GIVEN EXERCISE | Can you reproduce every line of the listing, requests included, but offset each x and y coordinate in the answers by adding 83, and omit the pictures from your reply?

[Location labeling listing]
►
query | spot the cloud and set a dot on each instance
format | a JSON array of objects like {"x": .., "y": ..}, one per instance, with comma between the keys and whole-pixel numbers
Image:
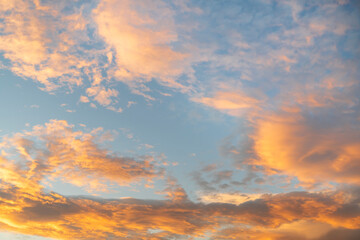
[
  {"x": 38, "y": 48},
  {"x": 101, "y": 94},
  {"x": 233, "y": 103},
  {"x": 56, "y": 151},
  {"x": 141, "y": 41},
  {"x": 301, "y": 144},
  {"x": 62, "y": 217}
]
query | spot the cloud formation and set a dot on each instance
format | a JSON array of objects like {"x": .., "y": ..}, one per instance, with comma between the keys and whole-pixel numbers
[{"x": 56, "y": 151}]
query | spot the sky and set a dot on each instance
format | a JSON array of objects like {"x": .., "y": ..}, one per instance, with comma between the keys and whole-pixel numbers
◄
TASK OUTPUT |
query | spot the cloud and set a dot on each instance
format | a JSON array of objects like {"x": .., "y": ..}, one per instance, with comma between the keys and whole-pixel numbers
Image:
[
  {"x": 121, "y": 131},
  {"x": 184, "y": 177},
  {"x": 316, "y": 186},
  {"x": 139, "y": 234},
  {"x": 224, "y": 124},
  {"x": 384, "y": 227},
  {"x": 145, "y": 300}
]
query | spot the cloud formation and set a dot on each instance
format | a JSON array of objects like {"x": .., "y": ..}, one per instance, with comma between the keys and whole-pixel numbers
[{"x": 139, "y": 234}]
query | spot the sky and set a dot on each instance
format | a JSON array of objects like {"x": .., "y": ..}, one per instance, with comma between the keys and whole-pixel numbers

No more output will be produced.